**Task prompt**
Can you gather every line below that contains the word "wearing", treating uppercase and lowercase letters as distinct?

___ Data for this task ___

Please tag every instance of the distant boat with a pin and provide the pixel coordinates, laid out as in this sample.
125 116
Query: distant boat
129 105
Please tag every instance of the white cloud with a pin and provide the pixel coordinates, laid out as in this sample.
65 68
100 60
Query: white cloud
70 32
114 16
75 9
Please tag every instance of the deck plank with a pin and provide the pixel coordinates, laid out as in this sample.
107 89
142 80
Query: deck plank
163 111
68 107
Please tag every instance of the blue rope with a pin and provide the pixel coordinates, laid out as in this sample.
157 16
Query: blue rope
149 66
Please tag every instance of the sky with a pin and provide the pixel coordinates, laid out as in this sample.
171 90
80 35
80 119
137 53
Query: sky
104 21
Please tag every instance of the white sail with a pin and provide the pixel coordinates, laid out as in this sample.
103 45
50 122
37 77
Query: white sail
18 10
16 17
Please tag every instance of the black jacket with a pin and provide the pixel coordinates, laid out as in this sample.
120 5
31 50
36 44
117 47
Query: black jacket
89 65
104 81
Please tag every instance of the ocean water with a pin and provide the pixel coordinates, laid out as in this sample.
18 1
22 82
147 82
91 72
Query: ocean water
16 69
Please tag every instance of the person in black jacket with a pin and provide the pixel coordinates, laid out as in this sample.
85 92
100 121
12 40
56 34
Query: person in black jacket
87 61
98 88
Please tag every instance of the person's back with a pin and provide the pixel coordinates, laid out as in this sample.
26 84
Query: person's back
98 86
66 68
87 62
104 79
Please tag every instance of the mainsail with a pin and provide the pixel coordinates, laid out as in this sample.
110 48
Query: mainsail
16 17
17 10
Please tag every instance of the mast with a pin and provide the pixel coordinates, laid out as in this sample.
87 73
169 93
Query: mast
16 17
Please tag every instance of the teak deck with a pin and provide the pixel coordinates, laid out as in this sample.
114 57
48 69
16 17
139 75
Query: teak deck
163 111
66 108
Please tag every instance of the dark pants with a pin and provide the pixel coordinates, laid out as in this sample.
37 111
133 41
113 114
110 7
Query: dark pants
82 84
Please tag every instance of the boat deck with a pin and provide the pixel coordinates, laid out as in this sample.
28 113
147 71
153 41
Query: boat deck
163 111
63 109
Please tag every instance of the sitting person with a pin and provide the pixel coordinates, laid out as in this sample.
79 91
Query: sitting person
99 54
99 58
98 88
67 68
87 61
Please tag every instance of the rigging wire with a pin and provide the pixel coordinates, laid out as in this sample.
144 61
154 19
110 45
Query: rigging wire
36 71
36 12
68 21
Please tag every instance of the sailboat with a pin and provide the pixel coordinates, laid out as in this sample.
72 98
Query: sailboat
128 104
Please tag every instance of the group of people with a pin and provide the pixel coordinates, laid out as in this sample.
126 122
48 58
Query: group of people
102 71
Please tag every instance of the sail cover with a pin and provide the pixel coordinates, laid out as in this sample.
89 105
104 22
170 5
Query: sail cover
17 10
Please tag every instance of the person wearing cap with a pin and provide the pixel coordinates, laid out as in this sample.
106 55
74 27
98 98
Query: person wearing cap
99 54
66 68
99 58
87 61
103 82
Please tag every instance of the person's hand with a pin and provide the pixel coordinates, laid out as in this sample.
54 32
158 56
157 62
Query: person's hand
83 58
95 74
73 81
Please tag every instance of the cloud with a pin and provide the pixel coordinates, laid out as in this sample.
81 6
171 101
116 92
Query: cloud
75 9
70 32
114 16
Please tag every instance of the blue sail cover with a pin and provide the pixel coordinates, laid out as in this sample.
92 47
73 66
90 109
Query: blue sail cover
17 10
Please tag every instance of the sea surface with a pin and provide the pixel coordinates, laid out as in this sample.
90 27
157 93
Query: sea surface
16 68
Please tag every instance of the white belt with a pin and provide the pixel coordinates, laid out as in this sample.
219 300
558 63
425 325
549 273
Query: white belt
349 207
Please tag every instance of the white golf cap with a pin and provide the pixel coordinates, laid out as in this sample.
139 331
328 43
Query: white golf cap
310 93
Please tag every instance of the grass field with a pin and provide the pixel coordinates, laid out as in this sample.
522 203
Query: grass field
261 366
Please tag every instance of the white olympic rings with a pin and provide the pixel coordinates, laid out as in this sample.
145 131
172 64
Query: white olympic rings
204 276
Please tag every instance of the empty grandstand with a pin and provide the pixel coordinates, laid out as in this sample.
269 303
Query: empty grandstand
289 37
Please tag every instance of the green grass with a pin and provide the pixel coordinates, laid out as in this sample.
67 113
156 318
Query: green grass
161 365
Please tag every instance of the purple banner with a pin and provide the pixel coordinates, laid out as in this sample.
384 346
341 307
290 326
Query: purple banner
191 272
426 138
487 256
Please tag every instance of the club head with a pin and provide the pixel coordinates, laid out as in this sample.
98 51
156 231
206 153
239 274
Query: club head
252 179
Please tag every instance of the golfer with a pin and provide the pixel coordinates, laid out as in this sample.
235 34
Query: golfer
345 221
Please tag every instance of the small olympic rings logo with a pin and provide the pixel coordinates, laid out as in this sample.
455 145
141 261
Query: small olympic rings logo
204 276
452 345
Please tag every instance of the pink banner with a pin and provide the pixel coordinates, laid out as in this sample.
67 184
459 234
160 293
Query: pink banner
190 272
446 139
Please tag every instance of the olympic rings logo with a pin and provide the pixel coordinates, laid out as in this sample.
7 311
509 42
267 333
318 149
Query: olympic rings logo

___
___ Data for this task ___

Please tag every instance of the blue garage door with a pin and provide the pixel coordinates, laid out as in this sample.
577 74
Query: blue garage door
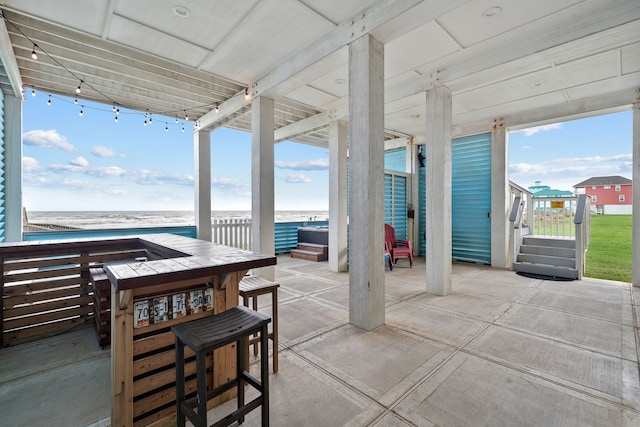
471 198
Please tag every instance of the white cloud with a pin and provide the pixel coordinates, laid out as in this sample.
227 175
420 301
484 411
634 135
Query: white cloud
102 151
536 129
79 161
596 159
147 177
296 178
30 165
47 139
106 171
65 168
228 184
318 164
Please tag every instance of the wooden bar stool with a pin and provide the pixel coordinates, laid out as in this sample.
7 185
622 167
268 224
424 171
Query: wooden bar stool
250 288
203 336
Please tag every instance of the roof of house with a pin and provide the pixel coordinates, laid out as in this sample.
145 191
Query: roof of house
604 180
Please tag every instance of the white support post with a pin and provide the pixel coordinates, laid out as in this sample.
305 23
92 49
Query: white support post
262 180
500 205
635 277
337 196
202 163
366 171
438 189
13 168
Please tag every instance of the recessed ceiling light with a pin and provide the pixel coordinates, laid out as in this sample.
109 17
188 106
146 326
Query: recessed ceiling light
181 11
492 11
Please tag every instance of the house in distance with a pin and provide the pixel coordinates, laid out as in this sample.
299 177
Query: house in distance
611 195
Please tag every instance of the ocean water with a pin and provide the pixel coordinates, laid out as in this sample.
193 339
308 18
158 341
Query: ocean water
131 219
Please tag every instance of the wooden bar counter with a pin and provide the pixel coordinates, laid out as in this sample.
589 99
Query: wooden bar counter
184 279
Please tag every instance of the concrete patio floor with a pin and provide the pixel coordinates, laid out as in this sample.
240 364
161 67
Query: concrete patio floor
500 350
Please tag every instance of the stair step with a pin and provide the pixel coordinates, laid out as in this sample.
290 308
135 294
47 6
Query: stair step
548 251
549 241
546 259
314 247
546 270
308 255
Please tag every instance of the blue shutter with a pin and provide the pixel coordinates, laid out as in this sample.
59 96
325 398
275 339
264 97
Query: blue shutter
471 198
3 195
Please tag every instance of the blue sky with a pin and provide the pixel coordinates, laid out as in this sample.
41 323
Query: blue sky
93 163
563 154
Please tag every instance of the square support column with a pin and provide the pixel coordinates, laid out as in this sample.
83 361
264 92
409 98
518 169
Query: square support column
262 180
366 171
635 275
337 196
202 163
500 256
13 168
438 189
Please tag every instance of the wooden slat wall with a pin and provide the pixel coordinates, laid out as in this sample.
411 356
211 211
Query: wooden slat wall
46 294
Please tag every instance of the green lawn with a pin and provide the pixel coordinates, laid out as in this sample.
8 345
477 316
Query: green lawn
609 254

___

**Response to this task**
Please tag every instance of the person wearing cap with a pin and provide the pixel coordinates, laid out as in this sample.
Query: person wearing cap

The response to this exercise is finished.